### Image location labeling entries
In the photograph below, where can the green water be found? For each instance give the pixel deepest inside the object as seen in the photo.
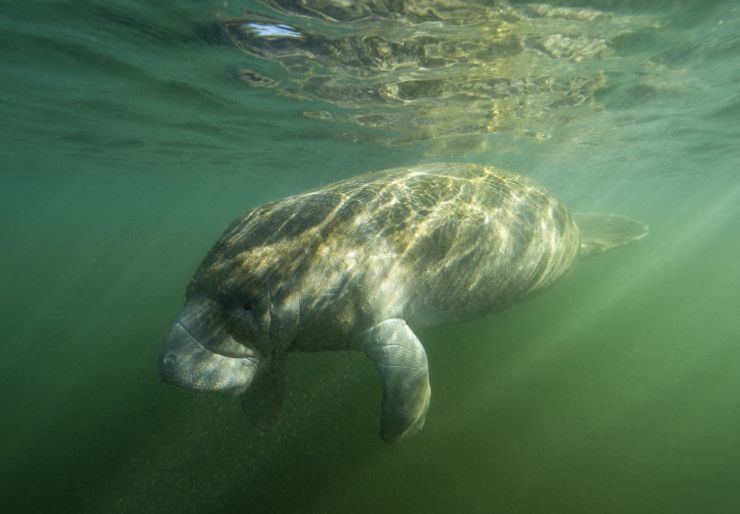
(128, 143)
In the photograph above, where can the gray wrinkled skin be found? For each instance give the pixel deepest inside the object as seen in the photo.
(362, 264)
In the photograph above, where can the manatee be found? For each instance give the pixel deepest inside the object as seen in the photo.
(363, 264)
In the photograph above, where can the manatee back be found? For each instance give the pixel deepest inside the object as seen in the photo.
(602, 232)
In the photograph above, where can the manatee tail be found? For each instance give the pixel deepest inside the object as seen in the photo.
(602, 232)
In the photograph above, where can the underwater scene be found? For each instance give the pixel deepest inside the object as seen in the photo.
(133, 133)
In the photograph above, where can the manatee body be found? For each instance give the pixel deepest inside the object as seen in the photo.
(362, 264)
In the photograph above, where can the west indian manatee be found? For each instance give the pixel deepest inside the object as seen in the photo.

### Exercise description
Set every line down exactly as written, leaving each picture out.

### Task response
In the photograph below, where can the green water be found? For each instance give the pixel deepest inside the object as seen in the photo.
(128, 143)
In the photograph above, where can the gray wrinkled skin be found? For each instance give the pixel deepest inside the object as seen in the photo.
(362, 264)
In the photograph above, where can the manatee be found? For each instance give the pixel deepest inside the object as seen in the photo.
(363, 264)
In the photograph above, where can the manatee back be found? For each instance give the pixel deepest inside the object as seen in the photo.
(602, 232)
In the photograph above, where can the manatee tail be found? For each instance give the pixel deepest inside the object as seen in the photo.
(602, 232)
In the photograph above, where can the underwater scene be found? For each instance give the pixel deepest inside the object as seen in the photo.
(133, 133)
In the photograph above, where can the manatee body be found? For each instance give the pixel deepest inside the object as seen in the photo.
(362, 264)
In the photograph above, where can the west indian manatee be found? For each instance give the pixel deepest inside the object as seen in the photo.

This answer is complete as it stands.